THINGS TO DO:
- 1) In the passage on tree fringes below, reproduce word for word the span that begins at the words "The fringe of a tree" and stops after the words "and printed out.".
- 2) Write the next part of the passage on tree fringes below, picking up after its last sentence.
— begin DOCUMENT —
The fringe of a tree as a list¶
The simplest way to represent the fringe of a binary tree is to list the elements occurring in its leaves when the tree is traversed depth-first and from left to right, i.e., in the order these elements are both read and printed out.
So for example, in the unit-test function above,
- the fringe of Leaf 1 is [1],
- the fringe of Leaf 2 is [2],
- the fringe of Node (Leaf 1, Leaf 2) is [1; 2],
- the fringe of Node (Node (Leaf 1, Leaf 2), Leaf 3) is [1; 2; 3],
- the fringe of Node (Leaf 1, Node (Leaf 2, Leaf 3)) is [1; 2; 3],
- the fringe of Node (Node (Node (Leaf 1, Leaf 2), Leaf 3), Leaf 4) is [1; 2; 3; 4],
- the fringe of Node (Leaf 1, Node (Leaf 2, Node (Leaf 3, Leaf 4))) is [1; 2; 3; 4], and
- the fringe of Node (Leaf 1, Node (Leaf 2, Node (Leaf 3, Node (Leaf 4, Leaf 5)))) is [1; 2; 3; 4; 5].
Let us write a fringe function that maps a binary tree to its fringe.
— end DOCUMENT —
— begin DATA LINES —
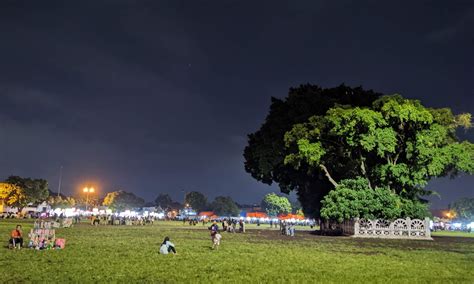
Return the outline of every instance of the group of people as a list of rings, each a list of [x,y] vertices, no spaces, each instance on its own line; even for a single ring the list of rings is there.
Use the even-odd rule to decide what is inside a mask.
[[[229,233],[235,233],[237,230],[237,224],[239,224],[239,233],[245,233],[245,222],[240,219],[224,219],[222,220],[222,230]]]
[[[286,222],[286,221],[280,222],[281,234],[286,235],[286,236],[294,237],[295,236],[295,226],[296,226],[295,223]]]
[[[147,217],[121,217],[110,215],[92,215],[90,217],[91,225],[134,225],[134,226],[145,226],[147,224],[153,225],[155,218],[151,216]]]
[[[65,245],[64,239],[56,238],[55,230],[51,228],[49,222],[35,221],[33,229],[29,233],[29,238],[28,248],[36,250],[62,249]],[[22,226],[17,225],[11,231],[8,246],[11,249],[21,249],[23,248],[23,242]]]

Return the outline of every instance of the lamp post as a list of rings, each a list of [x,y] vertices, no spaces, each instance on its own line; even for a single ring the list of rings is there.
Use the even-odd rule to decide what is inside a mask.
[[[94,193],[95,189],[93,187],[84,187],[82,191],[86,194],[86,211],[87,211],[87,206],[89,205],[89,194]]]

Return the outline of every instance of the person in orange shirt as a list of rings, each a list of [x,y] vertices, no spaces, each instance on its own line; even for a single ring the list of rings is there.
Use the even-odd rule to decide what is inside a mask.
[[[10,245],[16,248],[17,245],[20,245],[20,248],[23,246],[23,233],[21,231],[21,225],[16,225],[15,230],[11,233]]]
— end DATA LINES —
— begin DATA LINES —
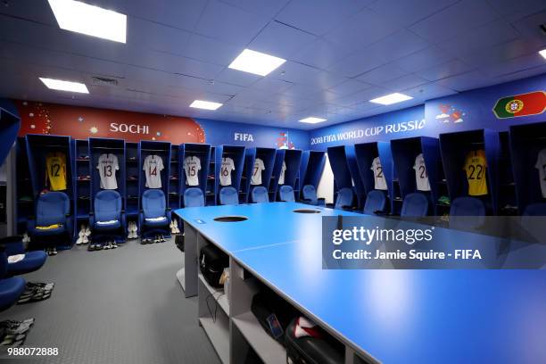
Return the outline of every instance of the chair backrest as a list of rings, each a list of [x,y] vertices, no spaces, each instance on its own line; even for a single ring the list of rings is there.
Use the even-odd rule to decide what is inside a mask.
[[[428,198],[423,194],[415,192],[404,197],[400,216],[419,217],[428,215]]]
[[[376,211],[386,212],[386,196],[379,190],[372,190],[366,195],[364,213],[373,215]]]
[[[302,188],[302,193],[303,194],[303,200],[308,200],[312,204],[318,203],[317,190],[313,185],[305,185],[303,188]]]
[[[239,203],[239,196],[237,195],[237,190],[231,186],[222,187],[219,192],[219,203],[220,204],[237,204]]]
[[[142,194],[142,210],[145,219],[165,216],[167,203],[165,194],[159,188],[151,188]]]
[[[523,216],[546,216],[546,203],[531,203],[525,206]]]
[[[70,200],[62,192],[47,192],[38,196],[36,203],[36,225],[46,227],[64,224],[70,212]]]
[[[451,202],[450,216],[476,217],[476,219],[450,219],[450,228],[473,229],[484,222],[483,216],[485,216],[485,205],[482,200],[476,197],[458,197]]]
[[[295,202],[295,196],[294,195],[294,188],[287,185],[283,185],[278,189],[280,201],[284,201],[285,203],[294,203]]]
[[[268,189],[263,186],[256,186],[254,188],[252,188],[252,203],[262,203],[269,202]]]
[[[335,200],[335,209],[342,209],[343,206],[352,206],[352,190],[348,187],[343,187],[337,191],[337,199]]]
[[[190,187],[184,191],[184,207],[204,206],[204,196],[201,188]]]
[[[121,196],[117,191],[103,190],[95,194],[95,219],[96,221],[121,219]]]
— end DATA LINES —
— begin DATA LINES —
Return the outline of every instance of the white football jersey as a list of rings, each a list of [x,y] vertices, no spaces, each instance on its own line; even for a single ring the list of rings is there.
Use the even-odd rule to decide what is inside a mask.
— end DATA LINES —
RESULTS BY TASK:
- 1)
The fringe of a tree as a list¶
The simplest way to represent the fringe of a binary tree is to list the elements occurring in its leaves when the tree is traversed depth-first and from left to right, i.e., in the order these elements are both read and printed out.

- 2)
Intuitively, the corresponding unit-test function is simple to write – for any given binary tree, omit all the constructors and collect the leaf elements in a list, in the same order:
let test_makefringe_int candidate =
(* test_makefringe_int : (int binary_tree -> int list) -> bool *)
let b0 = (candidate (Leaf 0)
= [0])
and b1 = (candidate (Node (Leaf 1, Leaf 2))
= [1; 2])
and b2 = (candidate (Node (Leaf 1, Node (Leaf 2, Leaf 3)))
= [1; 2; 3])
and b3 = (candidate (Node (Node (Leaf 1, Leaf 2), Leaf 3))
= [1; 2; 3])
and b4 = (candidate (Node (Node (Leaf 1, Leaf 2), Node (Leaf 3, Leaf 4)))
= [1; 2; 3; 4])
(* etc. *)
in b0 && b1 && b2 && b3 && b4;;
Formally, the function is specified by induction, following the structure of binary trees:
base case: t = Leaf v
given any value v (noting its syntactic representation as v), the fringe of Leaf v is the singleton list containing v
induction step: t = Node (t1, t2)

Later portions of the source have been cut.